Records shown below:

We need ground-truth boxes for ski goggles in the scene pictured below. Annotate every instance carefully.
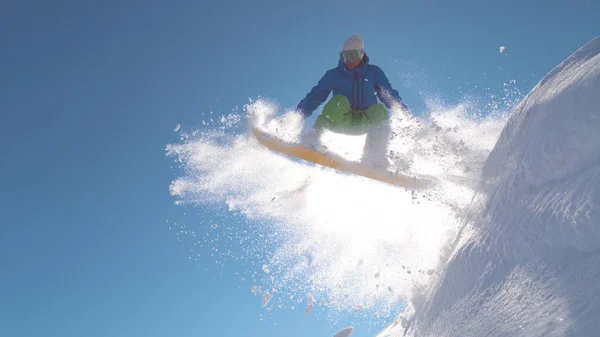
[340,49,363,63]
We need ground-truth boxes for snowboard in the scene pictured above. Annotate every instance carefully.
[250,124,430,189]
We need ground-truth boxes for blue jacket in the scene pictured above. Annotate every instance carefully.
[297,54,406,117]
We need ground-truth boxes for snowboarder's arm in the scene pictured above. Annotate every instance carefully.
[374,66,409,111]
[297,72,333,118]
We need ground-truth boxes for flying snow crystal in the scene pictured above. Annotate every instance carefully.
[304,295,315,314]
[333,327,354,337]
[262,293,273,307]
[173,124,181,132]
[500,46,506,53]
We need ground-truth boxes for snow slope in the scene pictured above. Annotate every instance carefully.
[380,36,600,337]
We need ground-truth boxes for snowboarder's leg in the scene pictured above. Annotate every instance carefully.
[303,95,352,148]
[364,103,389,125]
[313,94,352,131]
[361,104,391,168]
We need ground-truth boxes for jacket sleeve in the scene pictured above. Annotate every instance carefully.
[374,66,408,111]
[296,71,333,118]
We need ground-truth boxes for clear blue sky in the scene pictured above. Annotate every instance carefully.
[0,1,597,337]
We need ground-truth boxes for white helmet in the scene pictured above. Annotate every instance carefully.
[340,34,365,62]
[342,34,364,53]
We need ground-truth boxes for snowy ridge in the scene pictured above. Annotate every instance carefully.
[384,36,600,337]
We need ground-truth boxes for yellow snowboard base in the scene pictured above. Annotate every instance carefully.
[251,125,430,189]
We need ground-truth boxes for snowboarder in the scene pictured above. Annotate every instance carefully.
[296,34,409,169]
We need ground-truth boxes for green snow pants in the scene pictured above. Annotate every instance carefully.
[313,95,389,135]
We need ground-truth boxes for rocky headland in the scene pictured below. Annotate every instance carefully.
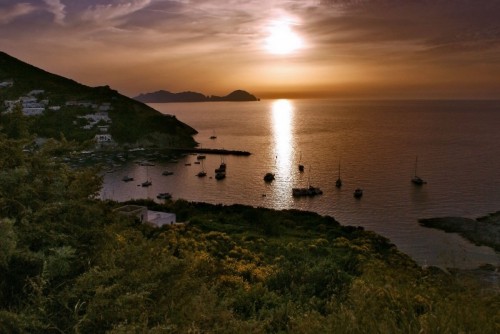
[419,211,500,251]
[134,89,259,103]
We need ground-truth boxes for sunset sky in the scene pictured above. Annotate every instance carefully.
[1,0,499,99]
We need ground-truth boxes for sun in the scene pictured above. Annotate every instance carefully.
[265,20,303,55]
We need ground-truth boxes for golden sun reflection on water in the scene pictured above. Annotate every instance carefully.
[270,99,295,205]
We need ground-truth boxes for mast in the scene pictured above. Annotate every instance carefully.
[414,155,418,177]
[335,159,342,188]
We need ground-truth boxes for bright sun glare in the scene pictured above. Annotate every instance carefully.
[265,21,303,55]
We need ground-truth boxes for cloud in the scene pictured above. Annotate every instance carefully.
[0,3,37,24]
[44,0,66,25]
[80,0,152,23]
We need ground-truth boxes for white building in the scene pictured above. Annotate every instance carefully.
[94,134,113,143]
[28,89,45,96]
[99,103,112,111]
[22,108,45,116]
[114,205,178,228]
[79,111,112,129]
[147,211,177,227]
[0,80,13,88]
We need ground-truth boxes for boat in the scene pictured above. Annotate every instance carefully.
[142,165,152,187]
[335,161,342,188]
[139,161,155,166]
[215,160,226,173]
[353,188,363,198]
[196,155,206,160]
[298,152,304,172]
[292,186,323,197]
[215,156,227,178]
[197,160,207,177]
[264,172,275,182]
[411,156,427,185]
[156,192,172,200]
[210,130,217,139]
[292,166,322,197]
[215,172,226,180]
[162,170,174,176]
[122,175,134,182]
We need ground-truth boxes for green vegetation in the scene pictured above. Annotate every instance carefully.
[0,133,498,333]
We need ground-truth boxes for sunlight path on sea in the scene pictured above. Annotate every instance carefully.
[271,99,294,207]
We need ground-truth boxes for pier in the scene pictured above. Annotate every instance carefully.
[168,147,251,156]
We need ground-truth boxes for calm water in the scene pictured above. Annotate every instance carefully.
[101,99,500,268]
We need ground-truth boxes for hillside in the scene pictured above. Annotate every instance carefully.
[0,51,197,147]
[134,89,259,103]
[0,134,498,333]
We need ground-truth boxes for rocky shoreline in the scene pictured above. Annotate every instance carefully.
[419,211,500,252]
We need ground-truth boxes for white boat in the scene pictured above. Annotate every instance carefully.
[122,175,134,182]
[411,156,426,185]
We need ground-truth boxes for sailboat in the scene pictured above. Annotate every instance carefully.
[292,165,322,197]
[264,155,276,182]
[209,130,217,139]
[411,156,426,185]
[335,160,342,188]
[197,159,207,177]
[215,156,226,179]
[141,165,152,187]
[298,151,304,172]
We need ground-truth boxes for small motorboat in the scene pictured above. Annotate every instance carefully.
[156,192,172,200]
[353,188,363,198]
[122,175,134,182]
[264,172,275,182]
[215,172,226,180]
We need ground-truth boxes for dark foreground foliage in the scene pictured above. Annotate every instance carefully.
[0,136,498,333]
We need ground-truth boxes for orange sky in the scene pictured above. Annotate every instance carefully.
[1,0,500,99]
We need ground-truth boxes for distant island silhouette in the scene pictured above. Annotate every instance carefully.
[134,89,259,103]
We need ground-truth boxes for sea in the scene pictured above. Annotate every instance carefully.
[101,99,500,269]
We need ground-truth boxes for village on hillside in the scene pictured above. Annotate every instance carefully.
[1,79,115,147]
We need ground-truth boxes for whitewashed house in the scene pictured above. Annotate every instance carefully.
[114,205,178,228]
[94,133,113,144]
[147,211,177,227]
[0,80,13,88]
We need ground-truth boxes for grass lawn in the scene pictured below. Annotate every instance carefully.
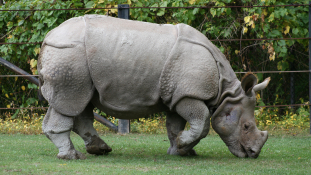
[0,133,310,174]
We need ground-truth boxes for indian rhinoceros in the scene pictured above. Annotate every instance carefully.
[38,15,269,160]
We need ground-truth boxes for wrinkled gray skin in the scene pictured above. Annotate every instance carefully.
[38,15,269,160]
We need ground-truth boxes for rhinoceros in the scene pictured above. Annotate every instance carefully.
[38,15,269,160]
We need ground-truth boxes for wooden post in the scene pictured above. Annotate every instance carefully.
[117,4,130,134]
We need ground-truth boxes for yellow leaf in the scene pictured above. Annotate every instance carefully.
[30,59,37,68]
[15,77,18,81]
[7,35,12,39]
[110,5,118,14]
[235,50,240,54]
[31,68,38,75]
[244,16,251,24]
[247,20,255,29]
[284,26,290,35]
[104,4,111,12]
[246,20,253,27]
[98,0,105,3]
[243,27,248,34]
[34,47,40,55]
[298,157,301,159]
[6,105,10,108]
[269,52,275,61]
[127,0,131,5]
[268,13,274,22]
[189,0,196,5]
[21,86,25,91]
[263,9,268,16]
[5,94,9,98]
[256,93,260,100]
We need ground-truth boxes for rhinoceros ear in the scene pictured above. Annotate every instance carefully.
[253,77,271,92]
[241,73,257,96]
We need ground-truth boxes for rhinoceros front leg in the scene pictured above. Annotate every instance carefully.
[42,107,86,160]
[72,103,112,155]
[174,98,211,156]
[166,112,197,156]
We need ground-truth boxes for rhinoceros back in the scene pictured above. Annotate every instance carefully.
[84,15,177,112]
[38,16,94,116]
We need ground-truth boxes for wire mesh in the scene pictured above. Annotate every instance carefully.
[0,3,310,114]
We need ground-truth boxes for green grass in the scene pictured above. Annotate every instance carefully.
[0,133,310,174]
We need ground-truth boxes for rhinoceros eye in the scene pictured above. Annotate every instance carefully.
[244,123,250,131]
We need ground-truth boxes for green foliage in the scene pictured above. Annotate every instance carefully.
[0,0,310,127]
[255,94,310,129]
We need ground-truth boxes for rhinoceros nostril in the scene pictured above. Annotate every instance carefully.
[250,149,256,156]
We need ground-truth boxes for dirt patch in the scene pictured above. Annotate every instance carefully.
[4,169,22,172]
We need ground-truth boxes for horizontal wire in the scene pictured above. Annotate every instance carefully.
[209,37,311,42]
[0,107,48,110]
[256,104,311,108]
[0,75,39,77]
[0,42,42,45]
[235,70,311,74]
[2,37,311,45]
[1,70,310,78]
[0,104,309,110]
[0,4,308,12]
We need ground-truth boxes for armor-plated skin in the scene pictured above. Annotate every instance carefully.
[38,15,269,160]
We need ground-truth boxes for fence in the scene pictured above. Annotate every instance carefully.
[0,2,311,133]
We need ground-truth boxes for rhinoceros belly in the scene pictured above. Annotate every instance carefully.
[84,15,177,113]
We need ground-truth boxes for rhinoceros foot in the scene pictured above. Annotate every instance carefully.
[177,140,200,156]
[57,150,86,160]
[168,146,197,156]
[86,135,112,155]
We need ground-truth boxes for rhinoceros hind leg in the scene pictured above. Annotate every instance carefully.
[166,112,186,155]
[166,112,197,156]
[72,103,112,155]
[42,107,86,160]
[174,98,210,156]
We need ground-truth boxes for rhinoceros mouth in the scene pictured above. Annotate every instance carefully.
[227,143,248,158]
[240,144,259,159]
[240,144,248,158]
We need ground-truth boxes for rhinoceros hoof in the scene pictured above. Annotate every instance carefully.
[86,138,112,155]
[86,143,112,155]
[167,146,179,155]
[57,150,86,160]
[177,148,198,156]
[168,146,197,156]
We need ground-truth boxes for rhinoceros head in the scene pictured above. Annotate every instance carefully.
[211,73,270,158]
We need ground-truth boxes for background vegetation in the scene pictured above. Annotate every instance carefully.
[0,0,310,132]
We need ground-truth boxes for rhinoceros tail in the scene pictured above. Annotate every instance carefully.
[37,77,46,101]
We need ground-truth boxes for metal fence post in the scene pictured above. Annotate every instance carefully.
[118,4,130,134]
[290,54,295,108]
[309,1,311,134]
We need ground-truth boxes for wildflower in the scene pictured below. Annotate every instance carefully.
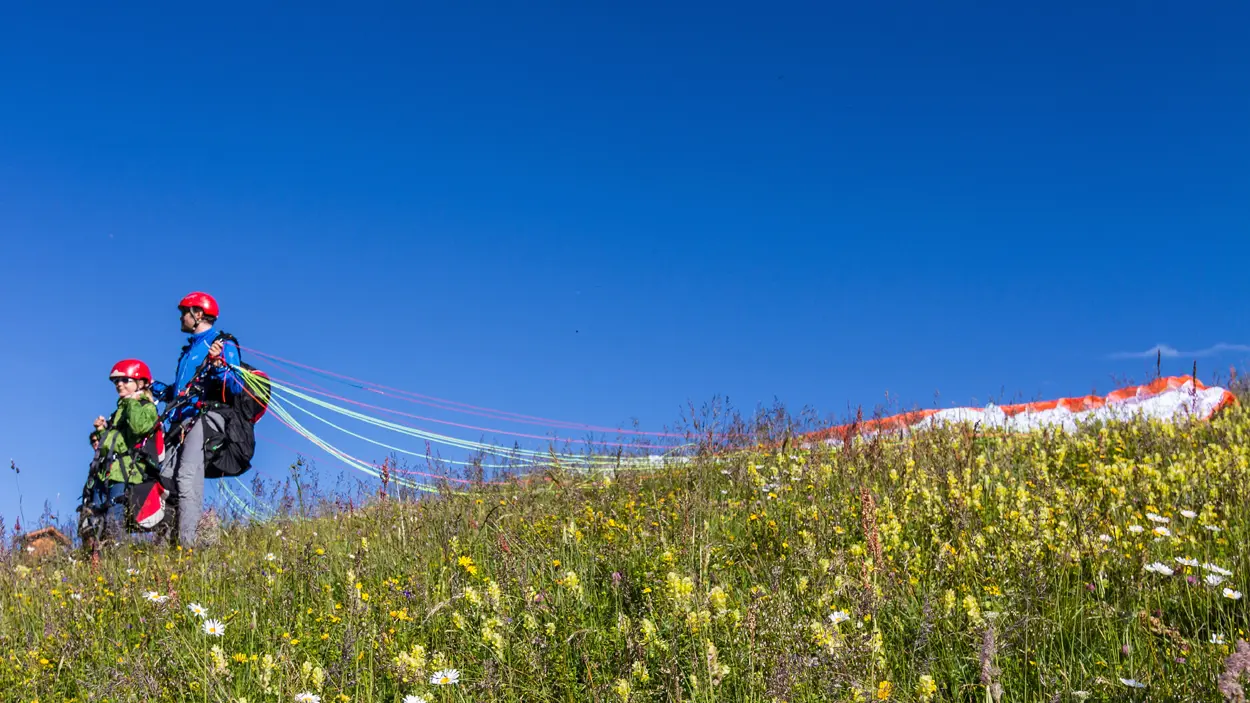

End of Records shown.

▶ [Your objective] With pictures left out, transcribe each line from the one containing "We need ground-truth boxes for fence" through the end of the data, both ends included.

▶ [Expected output]
We need ground-truth boxes for fence in the scene pictured above. Annotate every instance carefully.
[0,2,311,133]
We need ground-truth boxes for rhinoceros belly in the scene pictured above. Annotate every instance carefully.
[84,15,177,113]
We need ground-truth boxes for rhinoceros foot in the scene pictured above. Annotate every instance carefully.
[177,140,200,156]
[57,150,86,160]
[168,146,197,156]
[86,135,112,155]
We need ground-truth boxes for rhinoceros hind leg in the scene pictured above. Annotate every instance carefully.
[166,112,186,155]
[166,112,197,156]
[72,103,112,155]
[42,107,86,160]
[174,98,210,156]
We need ground-truth boxes for rhinoceros mouth in the scene pictured above. Annotate every instance carefully.
[227,143,248,158]
[240,144,259,159]
[240,144,248,158]
We need ground-truth boxes for rhinoceros hoof in the scene pictured above. Annotate every instance carefully.
[86,138,112,155]
[86,143,112,155]
[167,146,179,155]
[57,150,86,160]
[177,148,198,156]
[168,146,197,156]
We need ground-truth boxes for rhinoceros head in the scene pictured above. Annotate every instance carefully.
[211,73,270,158]
We need ground-truth boxes for background vegetation in the scene pictured above. Annotate every instance carefully.
[0,0,310,132]
We need ground-truth boxes for rhinoceros tail in the scene pictured above. Annotate every instance carefully.
[37,77,46,101]
We need ground-truth boxes for metal fence post in the scene pictured above. Annotate every instance carefully.
[118,4,130,134]
[290,54,295,108]
[309,1,311,134]
We need ground-truth boxes for wildflower in the scene pictured below. Annotate every instance carefully.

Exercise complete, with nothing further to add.